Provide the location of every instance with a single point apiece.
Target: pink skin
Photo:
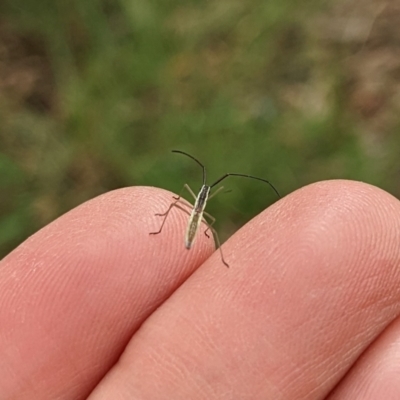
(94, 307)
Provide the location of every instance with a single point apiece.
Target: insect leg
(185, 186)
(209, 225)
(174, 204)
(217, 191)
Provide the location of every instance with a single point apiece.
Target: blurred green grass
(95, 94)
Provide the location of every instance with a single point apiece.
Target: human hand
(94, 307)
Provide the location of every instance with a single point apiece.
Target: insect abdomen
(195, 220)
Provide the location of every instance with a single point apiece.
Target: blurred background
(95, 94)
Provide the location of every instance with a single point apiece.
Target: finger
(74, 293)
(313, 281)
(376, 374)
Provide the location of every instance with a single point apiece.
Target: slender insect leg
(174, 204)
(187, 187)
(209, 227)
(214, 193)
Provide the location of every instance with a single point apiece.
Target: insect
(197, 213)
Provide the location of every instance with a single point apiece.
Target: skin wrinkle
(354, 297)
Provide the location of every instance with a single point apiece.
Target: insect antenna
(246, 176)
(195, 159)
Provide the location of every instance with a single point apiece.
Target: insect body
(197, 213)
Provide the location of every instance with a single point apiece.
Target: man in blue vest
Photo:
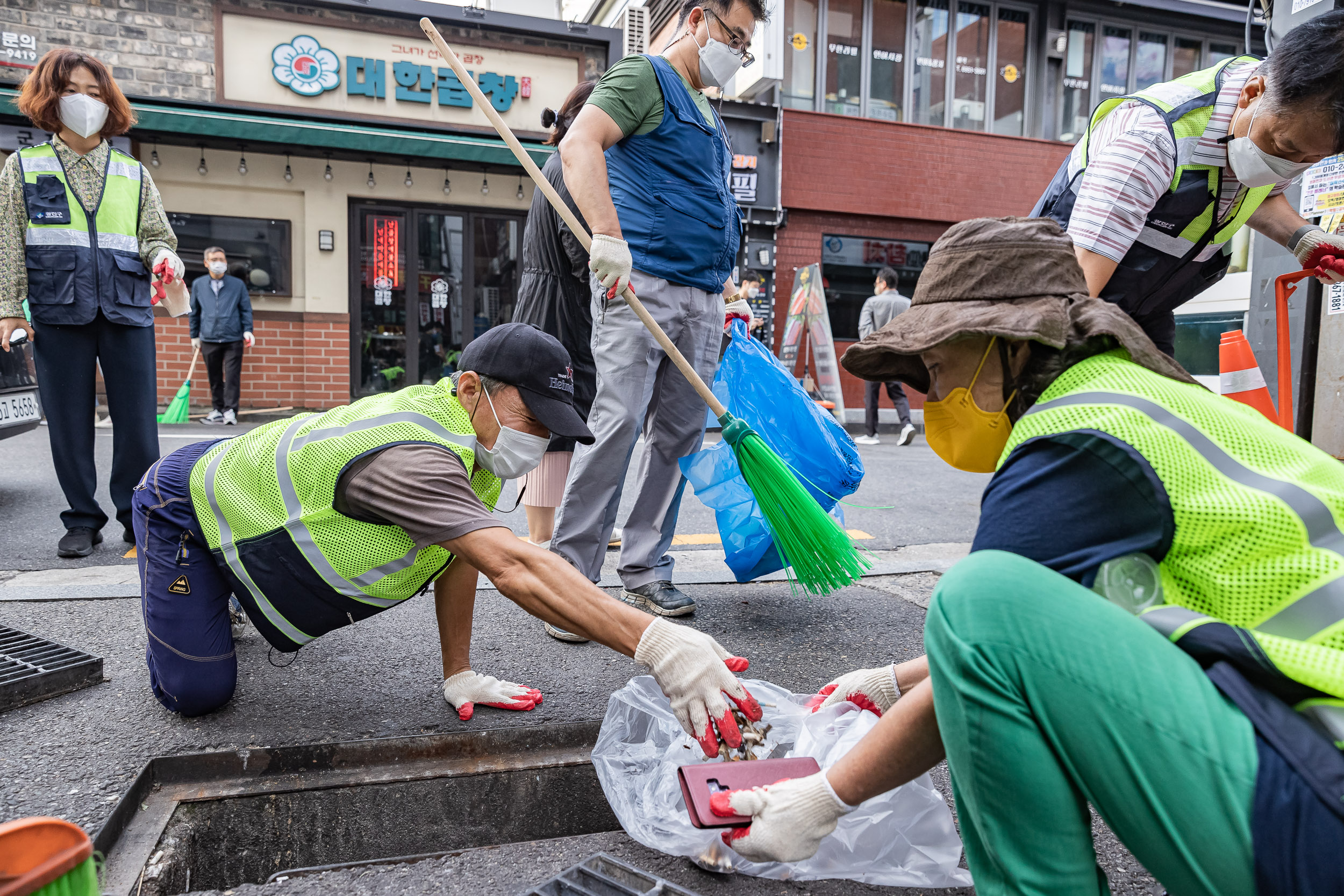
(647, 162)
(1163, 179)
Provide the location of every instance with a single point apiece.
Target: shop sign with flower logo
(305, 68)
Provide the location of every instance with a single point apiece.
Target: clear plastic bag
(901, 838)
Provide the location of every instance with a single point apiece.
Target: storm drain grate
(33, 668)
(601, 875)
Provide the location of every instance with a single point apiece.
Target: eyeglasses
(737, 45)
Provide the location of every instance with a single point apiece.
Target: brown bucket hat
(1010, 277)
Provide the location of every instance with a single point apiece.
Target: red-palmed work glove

TASK TO COMPLETE -
Restate the entries word for word, though any image they contain should not appear.

EXERCISE OUTPUT -
Provide the location of every instance with a single point apiece.
Target: pink skin
Photo:
(94, 307)
Provide the location of every instance with a single point apiece.
Target: insect leg
(185, 186)
(209, 225)
(174, 204)
(217, 191)
Provide the location of every instance with a single point apiece.
Target: blurred green grass
(95, 94)
Provide the location of every instance with a single point apiece.
Target: human hand
(94, 307)
Provide the location of every instance with a single point apiece.
Target: insect abdomen
(195, 220)
Provide the location of every instance with a single point apiece.
Target: blurred background
(95, 94)
Provide the location of every instance with a single point apiece.
Target: finger
(74, 293)
(313, 281)
(376, 374)
Provide the location of every instance with a single point apiece.
Target: slender insect leg
(174, 204)
(187, 187)
(209, 227)
(214, 193)
Provide the location of every instance with a single point apiece.
Target: insect
(197, 213)
Provide the location of every instance with a single point apiece.
Target: skin wrinkle
(354, 297)
Provide the location of every instance with a single point apiece.
Target: insect antenna
(246, 176)
(195, 159)
Provide the location of every instance with a single point apiece.
Target: insect body
(197, 213)
Provide the location of every instance with a single point apiece.
Target: man in blue vest
Photo:
(647, 162)
(1163, 179)
Provide the location of every instance with a single point apiece.
Target: shop sign with flower logo
(305, 68)
Provide the location of every instance with a single point apiece.
Target: clear plastic bag
(901, 838)
Provide the location of every instance with a single point apiece.
Target: storm drain grate
(33, 668)
(601, 875)
Provide the location of every instance with a single point apiece.
Target: eyeglasses
(737, 45)
Provide the location of every instance with a single point apiece.
Target: brown bucket hat
(1010, 277)
Provide the location of every instance with a single point apiece.
Target: red-palmed work glove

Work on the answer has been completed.